§ **Assigned task**
If a picture appears in the records, leave it out and transcribe the rest exactly.

** Opening Data records block **

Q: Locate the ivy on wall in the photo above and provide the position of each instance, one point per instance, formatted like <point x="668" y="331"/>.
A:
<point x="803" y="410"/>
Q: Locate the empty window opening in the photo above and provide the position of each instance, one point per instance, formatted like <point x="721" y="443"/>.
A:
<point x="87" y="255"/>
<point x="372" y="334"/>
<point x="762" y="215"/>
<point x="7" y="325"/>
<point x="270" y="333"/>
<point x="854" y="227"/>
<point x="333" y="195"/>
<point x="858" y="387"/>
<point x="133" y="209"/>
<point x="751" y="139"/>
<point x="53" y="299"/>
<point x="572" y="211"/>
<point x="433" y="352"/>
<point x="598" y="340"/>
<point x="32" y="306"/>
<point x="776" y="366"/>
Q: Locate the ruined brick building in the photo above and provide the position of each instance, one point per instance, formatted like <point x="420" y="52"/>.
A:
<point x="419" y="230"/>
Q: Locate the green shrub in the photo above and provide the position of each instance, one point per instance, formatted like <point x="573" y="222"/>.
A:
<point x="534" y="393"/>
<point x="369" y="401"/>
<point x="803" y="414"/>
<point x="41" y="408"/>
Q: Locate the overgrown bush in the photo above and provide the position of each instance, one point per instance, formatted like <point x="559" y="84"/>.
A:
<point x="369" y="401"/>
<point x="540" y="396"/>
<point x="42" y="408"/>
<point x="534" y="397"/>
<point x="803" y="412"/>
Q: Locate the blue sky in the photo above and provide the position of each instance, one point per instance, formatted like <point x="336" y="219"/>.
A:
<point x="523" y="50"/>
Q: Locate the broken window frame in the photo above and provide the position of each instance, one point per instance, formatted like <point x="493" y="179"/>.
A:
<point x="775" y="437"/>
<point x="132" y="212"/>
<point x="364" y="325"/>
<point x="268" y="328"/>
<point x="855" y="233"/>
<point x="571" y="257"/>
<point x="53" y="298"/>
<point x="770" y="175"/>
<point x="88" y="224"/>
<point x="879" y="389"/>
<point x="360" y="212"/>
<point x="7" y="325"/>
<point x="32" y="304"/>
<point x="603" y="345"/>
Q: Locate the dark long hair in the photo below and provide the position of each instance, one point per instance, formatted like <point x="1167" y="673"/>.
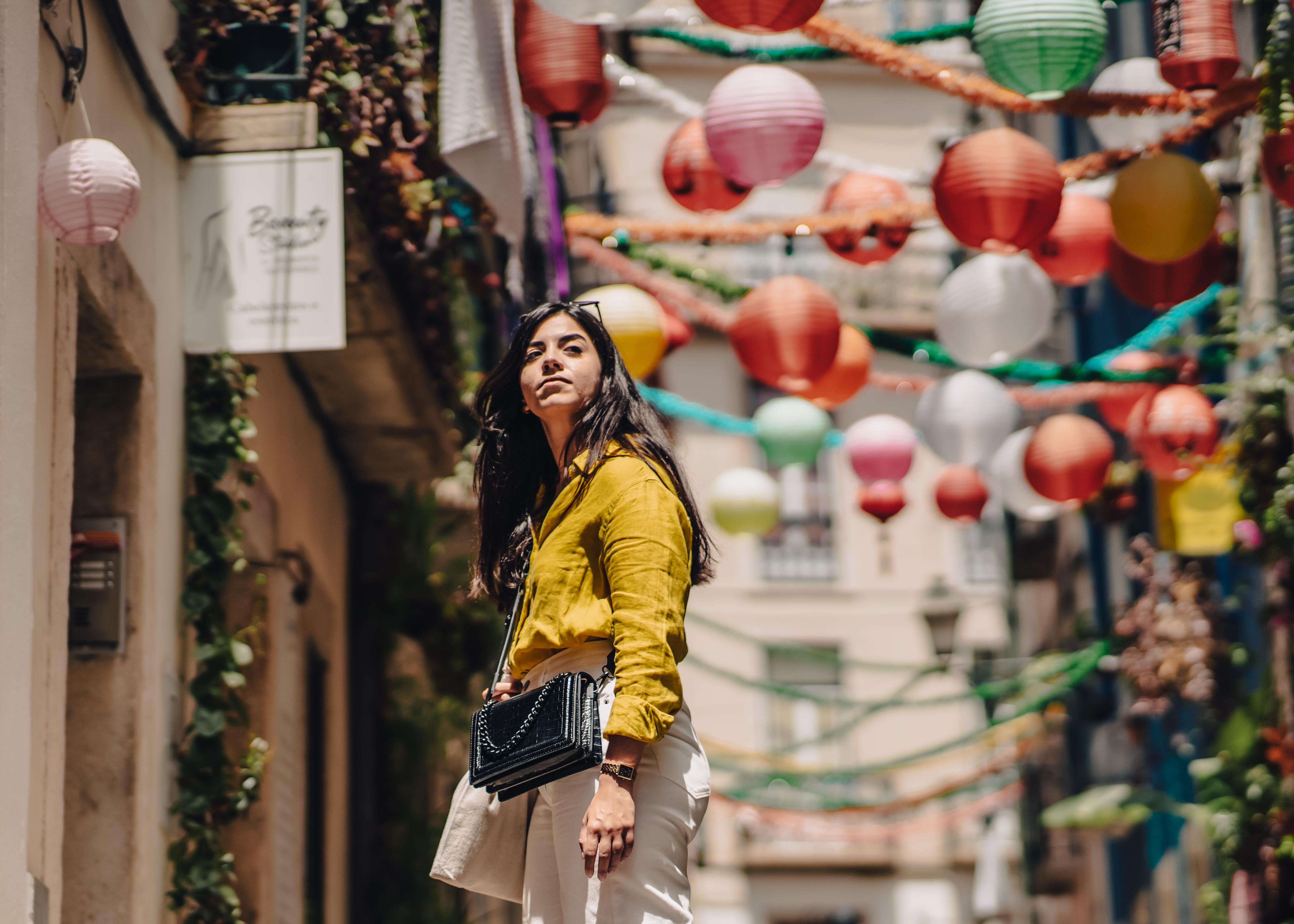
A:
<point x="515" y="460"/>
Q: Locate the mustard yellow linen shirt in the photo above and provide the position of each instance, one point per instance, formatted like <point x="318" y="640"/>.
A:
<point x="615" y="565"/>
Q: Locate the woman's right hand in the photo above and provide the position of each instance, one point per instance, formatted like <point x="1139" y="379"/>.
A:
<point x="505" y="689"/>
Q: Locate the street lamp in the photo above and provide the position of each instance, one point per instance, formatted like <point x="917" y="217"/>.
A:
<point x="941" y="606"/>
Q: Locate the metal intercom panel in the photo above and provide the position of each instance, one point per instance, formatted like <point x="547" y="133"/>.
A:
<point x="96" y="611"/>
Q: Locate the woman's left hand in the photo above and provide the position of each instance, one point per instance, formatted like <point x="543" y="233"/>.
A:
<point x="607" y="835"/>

** Closing Data records block **

§ **Answer for this exercise**
Q: Locate the ivy on wall in the photo above and provide the position of each instance, one point per instance, formatted like <point x="668" y="331"/>.
A:
<point x="803" y="410"/>
Q: Locate the empty window opening in the photo above and provide the position of each instance, one point per instance, formatted like <point x="721" y="443"/>.
A:
<point x="87" y="255"/>
<point x="372" y="334"/>
<point x="762" y="215"/>
<point x="7" y="325"/>
<point x="270" y="333"/>
<point x="854" y="227"/>
<point x="333" y="195"/>
<point x="858" y="387"/>
<point x="133" y="209"/>
<point x="751" y="139"/>
<point x="53" y="299"/>
<point x="572" y="211"/>
<point x="433" y="352"/>
<point x="598" y="340"/>
<point x="32" y="306"/>
<point x="776" y="366"/>
Q: Locate the ruined brick building in the photo above and provide the position of each instance, one point per instance, formatted like <point x="420" y="52"/>.
A:
<point x="419" y="230"/>
Q: Locate the green shrub in the photo above and provide the position of each instance, one point per instance, formatted like <point x="573" y="222"/>.
A:
<point x="534" y="393"/>
<point x="369" y="401"/>
<point x="803" y="414"/>
<point x="41" y="408"/>
Q: Locate the overgrown bush in the photo above and provide the position of each instance, one point per instance, formatted like <point x="559" y="84"/>.
A:
<point x="369" y="401"/>
<point x="540" y="396"/>
<point x="42" y="408"/>
<point x="534" y="397"/>
<point x="803" y="412"/>
Q: Locate the blue sky in the photo above and provide the position of each instance, one point per instance, formatted like <point x="336" y="219"/>.
A:
<point x="523" y="50"/>
Q: Locate the broken window frame in the photo above and provide the position of each instance, one point per instance, formatted like <point x="493" y="179"/>.
A:
<point x="775" y="437"/>
<point x="132" y="212"/>
<point x="364" y="325"/>
<point x="268" y="328"/>
<point x="855" y="233"/>
<point x="571" y="257"/>
<point x="53" y="298"/>
<point x="770" y="175"/>
<point x="88" y="224"/>
<point x="879" y="389"/>
<point x="360" y="212"/>
<point x="7" y="325"/>
<point x="32" y="304"/>
<point x="603" y="345"/>
Q: Locate the dark long hair in the photo below and provide the position of each instance, one point per instance, formatted like <point x="1167" y="673"/>.
A:
<point x="515" y="460"/>
Q: Locate the mustard yellow linen shirt in the photo above and provide the position of each instance, one point per instance, formatted like <point x="318" y="640"/>.
A:
<point x="615" y="565"/>
Q: Locate the woman's right hand in the photo above and provide the position of each instance, one point per instance, formatted like <point x="1139" y="379"/>.
A:
<point x="505" y="689"/>
Q: Locate the street lamp in the photo above and provide the position of each instance, one point per instance, formatted like <point x="917" y="217"/>.
A:
<point x="941" y="606"/>
Q: Locate the metal intercom panel in the photo above and provide the position of each instance, one point per instance, formatted like <point x="547" y="133"/>.
A:
<point x="96" y="611"/>
Q: Locate the woman's left hand in the photo above and provide the position of each instance, one point per instance, formatted like <point x="543" y="233"/>.
A:
<point x="607" y="835"/>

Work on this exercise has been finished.